▶ **Objectif A**:
Relevez tous les matériaux que le texte sur le Président DJANGOUN cite comme exemples de ses « matériaux rebelles ».

Le Président DJANGOUN : les rebuts pour penser la dignité humaine.

Par Jeff Eliot Josaphat Eric Atchado

Une république en marge

Au cœur de Parakou, au nord du Bénin, une république singulière a vu le jour : la République Djangoise. Sans territoire fixe ni institutions officielles, elle est gouvernée par un artiste de 29 ans, au charisme flamboyant et à la vision affûtée : le Président DJANGOUN, Roberto Zinli à l’état civil. Autodidacte, il n’est passé par aucune école d’art, mais par les rues, les marchés, les décharges. Là où certains voient des déchets, il voit de la matière à penser. Là où le monde jette, lui façonne.

Un art de la réinterprétation, une esthétique de la résistance

Depuis plus de dix ans, le Président DJANGOUN développe une pratique artistique hybride, où couture, assemblage, performance, sculpture et design se croisent sans hiérarchie. Il travaille avec ce qu’il appelle les « matériaux rebelles » : boîtes de conserve, capsules, verres brisés, fils de fer, chiffons, poissons séchés, tomates… Rien n’échappe à sa vision de la récupération.

Chaque costume qu’il crée devient une seconde peau critique : une armure poétique, une protestation silencieuse, un drapeau de dignité cousu à la main. Ces tenues, souvent portées lors de défilés performatifs, donnent au rebut une grandeur théâtrale. Le corps habité devient message vivant.

▶ **Données de l'exercice**:

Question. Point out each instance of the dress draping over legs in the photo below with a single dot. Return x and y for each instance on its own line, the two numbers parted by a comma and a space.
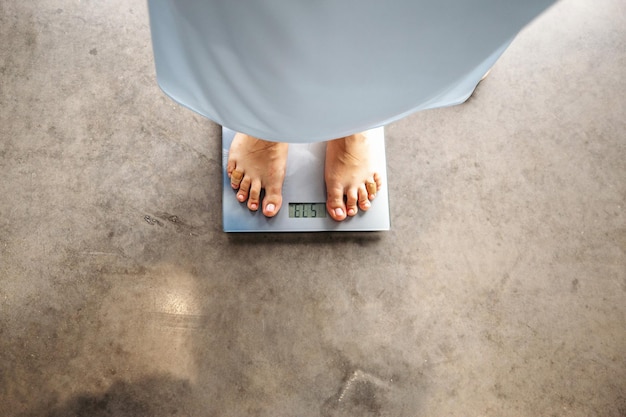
312, 70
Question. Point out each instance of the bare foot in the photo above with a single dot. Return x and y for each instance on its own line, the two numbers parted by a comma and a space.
255, 164
348, 173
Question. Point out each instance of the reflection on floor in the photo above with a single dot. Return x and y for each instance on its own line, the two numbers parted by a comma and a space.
499, 291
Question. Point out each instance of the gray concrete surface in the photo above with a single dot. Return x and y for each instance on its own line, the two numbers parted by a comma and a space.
499, 291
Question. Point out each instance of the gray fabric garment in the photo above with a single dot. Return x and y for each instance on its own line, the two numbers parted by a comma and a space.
311, 70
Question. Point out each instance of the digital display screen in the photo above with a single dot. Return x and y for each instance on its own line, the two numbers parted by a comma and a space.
307, 210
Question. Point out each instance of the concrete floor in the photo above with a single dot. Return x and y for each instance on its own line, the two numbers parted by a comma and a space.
499, 291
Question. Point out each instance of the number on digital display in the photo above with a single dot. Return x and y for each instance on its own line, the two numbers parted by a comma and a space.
307, 210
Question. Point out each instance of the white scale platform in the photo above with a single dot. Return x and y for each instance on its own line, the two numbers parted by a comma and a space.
304, 194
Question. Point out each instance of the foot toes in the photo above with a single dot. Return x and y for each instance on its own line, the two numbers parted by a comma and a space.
371, 189
335, 206
364, 202
255, 194
244, 188
235, 178
351, 203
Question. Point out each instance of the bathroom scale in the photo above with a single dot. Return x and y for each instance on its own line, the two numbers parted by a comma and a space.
304, 194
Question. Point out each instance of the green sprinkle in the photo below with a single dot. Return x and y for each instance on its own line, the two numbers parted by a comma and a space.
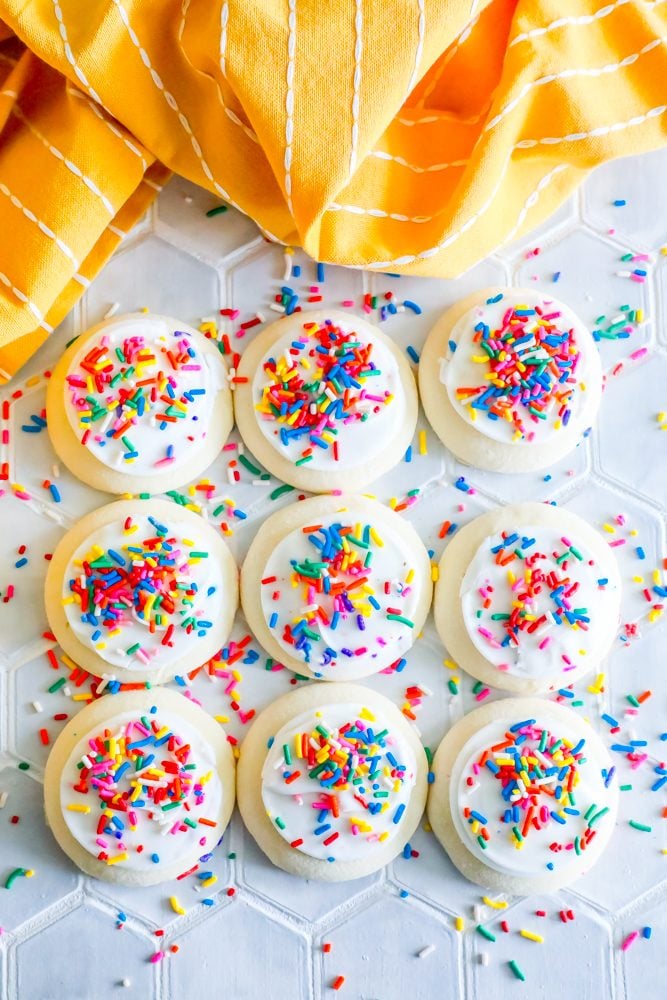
402, 619
516, 970
280, 491
485, 933
247, 464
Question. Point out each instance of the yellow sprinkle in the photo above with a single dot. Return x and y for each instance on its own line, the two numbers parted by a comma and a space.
531, 936
497, 904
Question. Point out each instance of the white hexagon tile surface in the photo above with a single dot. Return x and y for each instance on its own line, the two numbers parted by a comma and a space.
411, 928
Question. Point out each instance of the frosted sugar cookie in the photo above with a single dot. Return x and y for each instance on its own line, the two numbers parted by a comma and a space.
141, 590
510, 379
524, 797
528, 598
331, 781
336, 587
139, 403
329, 402
138, 786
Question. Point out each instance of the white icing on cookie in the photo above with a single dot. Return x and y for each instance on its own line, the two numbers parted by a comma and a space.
535, 602
140, 394
142, 589
529, 822
119, 805
556, 387
335, 595
329, 396
303, 809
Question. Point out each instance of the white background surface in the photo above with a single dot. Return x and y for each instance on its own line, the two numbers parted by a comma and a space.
60, 935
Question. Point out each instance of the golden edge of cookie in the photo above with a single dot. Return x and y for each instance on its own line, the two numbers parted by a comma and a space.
83, 464
469, 445
439, 813
302, 478
99, 713
289, 519
86, 657
249, 781
454, 563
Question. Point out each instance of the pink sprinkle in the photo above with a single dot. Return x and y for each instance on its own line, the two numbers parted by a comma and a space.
629, 940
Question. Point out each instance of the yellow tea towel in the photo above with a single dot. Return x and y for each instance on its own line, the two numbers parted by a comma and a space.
402, 135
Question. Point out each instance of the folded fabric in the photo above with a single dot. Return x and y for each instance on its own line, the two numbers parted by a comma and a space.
411, 136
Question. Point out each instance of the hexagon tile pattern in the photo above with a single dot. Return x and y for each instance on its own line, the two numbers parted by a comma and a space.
258, 932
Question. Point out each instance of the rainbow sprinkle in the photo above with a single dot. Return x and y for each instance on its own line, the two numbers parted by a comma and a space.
537, 774
536, 581
116, 392
336, 588
354, 759
149, 580
144, 772
529, 365
323, 381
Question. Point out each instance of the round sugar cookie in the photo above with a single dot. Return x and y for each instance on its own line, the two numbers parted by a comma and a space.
138, 786
336, 588
329, 402
524, 798
369, 800
139, 404
528, 598
510, 379
141, 590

▶ **Objectif B**:
Rapportez chaque ligne de la liste ci-dessus qui contient la chaîne "floor", en respectant la casse.

▶ **Solution rédigée A**:
boîtes de conserve, capsules, verres brisés, fils de fer, chiffons, poissons séchés, tomates

▶ **Solution rédigée B**:
Question. Point out each instance of the reflection on floor in the photo above with a single dot. Return x and y for each instance on its own line, the two numbers parted by a comma and a space.
Question. Point out each instance of the concrete floor in the photo above with a single dot. Return x and y for each instance on its own line, the two numbers parted by a comma and a space.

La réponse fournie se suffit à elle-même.